Your goal – Please copy out the listing below in full and exactly.

-- Opening Marker --

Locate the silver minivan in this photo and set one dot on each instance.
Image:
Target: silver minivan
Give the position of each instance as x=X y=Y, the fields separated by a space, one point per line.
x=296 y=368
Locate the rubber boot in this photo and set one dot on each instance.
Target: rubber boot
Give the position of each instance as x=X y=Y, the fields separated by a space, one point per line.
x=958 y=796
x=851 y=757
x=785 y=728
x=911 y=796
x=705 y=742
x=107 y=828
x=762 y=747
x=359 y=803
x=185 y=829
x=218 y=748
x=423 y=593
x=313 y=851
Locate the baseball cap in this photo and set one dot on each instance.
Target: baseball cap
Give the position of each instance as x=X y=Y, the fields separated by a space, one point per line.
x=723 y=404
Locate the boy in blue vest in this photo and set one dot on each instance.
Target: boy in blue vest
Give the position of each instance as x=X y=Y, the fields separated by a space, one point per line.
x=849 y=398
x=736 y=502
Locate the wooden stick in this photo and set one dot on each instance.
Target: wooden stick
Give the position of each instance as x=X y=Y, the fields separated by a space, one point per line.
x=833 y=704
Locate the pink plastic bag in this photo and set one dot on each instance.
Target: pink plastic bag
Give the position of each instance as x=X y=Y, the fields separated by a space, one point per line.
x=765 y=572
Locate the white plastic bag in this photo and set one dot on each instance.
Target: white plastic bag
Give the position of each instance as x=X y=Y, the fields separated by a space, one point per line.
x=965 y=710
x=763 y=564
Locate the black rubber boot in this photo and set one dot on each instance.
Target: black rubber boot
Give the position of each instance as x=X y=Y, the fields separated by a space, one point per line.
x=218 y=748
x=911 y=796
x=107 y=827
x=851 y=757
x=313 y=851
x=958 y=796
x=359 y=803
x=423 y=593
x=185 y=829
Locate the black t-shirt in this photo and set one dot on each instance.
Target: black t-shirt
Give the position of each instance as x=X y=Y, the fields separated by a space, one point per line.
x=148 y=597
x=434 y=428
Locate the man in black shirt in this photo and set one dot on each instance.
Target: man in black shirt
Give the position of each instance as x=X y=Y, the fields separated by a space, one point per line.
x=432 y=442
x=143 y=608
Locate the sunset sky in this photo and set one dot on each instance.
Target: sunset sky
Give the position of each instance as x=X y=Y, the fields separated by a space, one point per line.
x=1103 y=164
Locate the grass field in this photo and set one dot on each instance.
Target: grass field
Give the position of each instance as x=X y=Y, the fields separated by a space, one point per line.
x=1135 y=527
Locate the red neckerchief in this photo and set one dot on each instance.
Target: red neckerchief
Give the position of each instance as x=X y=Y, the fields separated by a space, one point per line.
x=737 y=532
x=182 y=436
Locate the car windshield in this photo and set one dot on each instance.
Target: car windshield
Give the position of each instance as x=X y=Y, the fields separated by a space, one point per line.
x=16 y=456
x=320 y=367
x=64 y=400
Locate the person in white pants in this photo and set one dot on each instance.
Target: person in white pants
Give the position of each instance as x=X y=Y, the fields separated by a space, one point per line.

-- Closing Marker --

Task result –
Locate the silver minivan in this photo and set one dot on each instance.
Image:
Target: silver minivan
Give the position of each instance as x=X y=Y, the fields separated by a space, one point per line.
x=296 y=368
Locate the rubber boot in this photo and set one dot on each instance.
Target: rubber boot
Give the position of each instance as x=X y=Y, the fields separated by a space, one point per line.
x=958 y=796
x=851 y=757
x=785 y=728
x=911 y=796
x=705 y=742
x=107 y=828
x=762 y=747
x=359 y=803
x=185 y=829
x=218 y=748
x=423 y=593
x=313 y=851
Locate the baseball cap in this photo and set one dot on each instance.
Target: baseball cap
Give the position of each instance as x=X y=Y, the fields separated by a space, one point per line.
x=723 y=404
Locate the boy in blue vest in this photo and set one dot on each instance.
Target: boy in blue vest
Give the position of each instance as x=X y=Y, the fields separated by a space, one point per line.
x=849 y=398
x=736 y=502
Locate the wooden stick in this photo and set one dot on each instance.
Target: wooden stick
Give the position of each instance as x=X y=Y, the fields separated by a space, one point per line.
x=833 y=704
Locate the pink plastic bag in this photo and set one dot on each instance.
Target: pink plastic bag
Give the position of each instance as x=X y=Y, the fields separated by a space, one point per line.
x=765 y=572
Locate the white plastic bag in this photo and set one dot on each instance.
Target: white plastic bag
Give the position of each instance as x=X y=Y, the fields separated by a space, one point per line.
x=965 y=710
x=763 y=564
Locate the black rubber boot in this photo and set one dot on each instance.
Target: black rubber boot
Give the position of each instance as x=X y=Y, the fields separated by a space, one point per line.
x=218 y=748
x=911 y=796
x=107 y=827
x=851 y=757
x=313 y=851
x=958 y=796
x=359 y=803
x=423 y=593
x=185 y=829
Locate the black t-shirt in this photo and set one dot on each instance.
Target: black t-shirt
Give the position of each instance as x=X y=Y, the fields separated by a space, one point per line.
x=148 y=597
x=434 y=428
Locate the man in black shirt in this photo and set one dot on each instance.
Target: man in black shirt
Give the position of each instance as x=X y=Y, the fields separated by a space, one point per line.
x=432 y=442
x=143 y=608
Locate the sunset sky in this photo and set one dot on each instance.
Target: sunset sky
Give the position of each instance as x=X y=Y, the fields separated by a space, one point per line.
x=1103 y=164
Locate the grass field in this photo and set one dot on each instance.
Target: grass field
Give the position of each instance as x=X y=Y, the fields separated by a space, one point per line.
x=1135 y=527
Locate the red neckerchief in this photo and set one dot on each instance.
Target: red neckerchief
Give the position of each instance as x=X y=Y, the fields separated by a space, one point per line.
x=737 y=532
x=182 y=436
Locate the car windshield in this photo and set one dot on each instance.
Target: car windshield
Give the position of each instance as x=X y=Y, the fields separated by a space, one point per line.
x=16 y=456
x=320 y=367
x=64 y=400
Locate the person in white pants in this photo and set one dot on each instance.
Target: person in white pants
Give the position of each instance as x=X y=Y, the fields separated by a space, one point per line.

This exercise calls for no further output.